A trillion-parameter model that only wakes up 3% of its brain
Moonshot AI's Kimi K2 uses sparse activation to deliver frontier coding and agentic performance without the usual training fireworks.

What it does
Kimi K2 is a 1-trillion-parameter mixture-of-experts (MoE) language model that activates only 32 billion parameters per token. It comes in two flavors: a base model for researchers who want to fine-tune, and an instruct-tuned variant optimized for tool use, coding, and autonomous problem-solving. The model supports 128K context and uses Multi-Head Latent Attention (MLA) rather than standard attention.
The interesting bit
The team trained this 1T-parameter beast on 15.5T tokens with what they claim is “zero training instability” — a notable claim given the usual fireworks when scaling MoEs. The trick is a modified Muon optimizer (dubbed MuonClip) that apparently tames the chaos at unprecedented scale. It’s also designed as a “reflex-grade” model, meaning it aims to act without the long chain-of-thought pauses that characterize reasoning-specialist models.
Key highlights
- 1T total parameters, 32B activated, 384 experts with 8 selected per token
- Pre-trained on 15.5T tokens using a modified Muon optimizer
- Two variants: Kimi-K2-Base (for fine-tuning) and Kimi-K2-Instruct (drop-in chat/agentic use)
- 128K context window, 160K vocabulary, SwiGLU activation
- Benchmark tables show competitive or leading scores on LiveCodeBench, SWE-bench, and several math/STEM tasks against DeepSeek-V3, Claude Opus 4, GPT-4.1, and Gemini 2.5 Flash
- Released under a Modified MIT license
Caveats
- The README is essentially a model card with benchmark tables; no code, inference scripts, or deployment guides are included in the repository
- “Zero training instability” and MuonClip details are claimed but not substantiated with technical depth in the README (the full report is on arXiv)
- Some benchmark comparisons use different evaluation settings (noted with asterisks), making direct comparison tricky
Verdict
Worth tracking if you’re building agentic systems or researching MoE training stability — the sparse activation efficiency is genuinely interesting. Skip if you’re looking for a ready-to-run open-source implementation; this repo is documentation and weights, not a framework.

### Source information
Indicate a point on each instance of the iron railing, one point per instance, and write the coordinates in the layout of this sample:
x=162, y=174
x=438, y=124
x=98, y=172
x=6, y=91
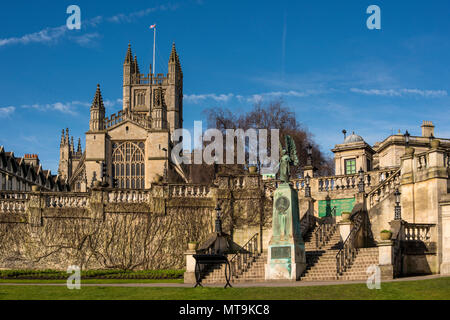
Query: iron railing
x=347, y=254
x=242, y=260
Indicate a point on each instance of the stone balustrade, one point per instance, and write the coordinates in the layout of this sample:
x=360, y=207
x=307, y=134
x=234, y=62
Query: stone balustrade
x=66, y=200
x=189, y=191
x=422, y=161
x=13, y=202
x=128, y=196
x=384, y=190
x=419, y=232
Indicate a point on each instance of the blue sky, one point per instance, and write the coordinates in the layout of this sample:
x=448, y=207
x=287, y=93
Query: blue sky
x=318, y=56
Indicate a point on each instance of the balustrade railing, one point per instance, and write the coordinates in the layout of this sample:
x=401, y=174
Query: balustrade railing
x=422, y=161
x=247, y=254
x=347, y=254
x=128, y=196
x=193, y=191
x=307, y=223
x=66, y=201
x=384, y=189
x=418, y=231
x=122, y=116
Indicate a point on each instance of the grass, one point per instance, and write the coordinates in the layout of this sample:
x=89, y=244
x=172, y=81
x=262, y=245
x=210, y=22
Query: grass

### Problem
Retype the Kimi K2 overview word for word between "- Some benchmark" and "not a framework.", inclusive. The records are unrelated to the Kimi K2 overview.

### Result below
- Some benchmark comparisons use different evaluation settings (noted with asterisks), making direct comparison tricky
Verdict
Worth tracking if you’re building agentic systems or researching MoE training stability — the sparse activation efficiency is genuinely interesting. Skip if you’re looking for a ready-to-run open-source implementation; this repo is documentation and weights, not a framework.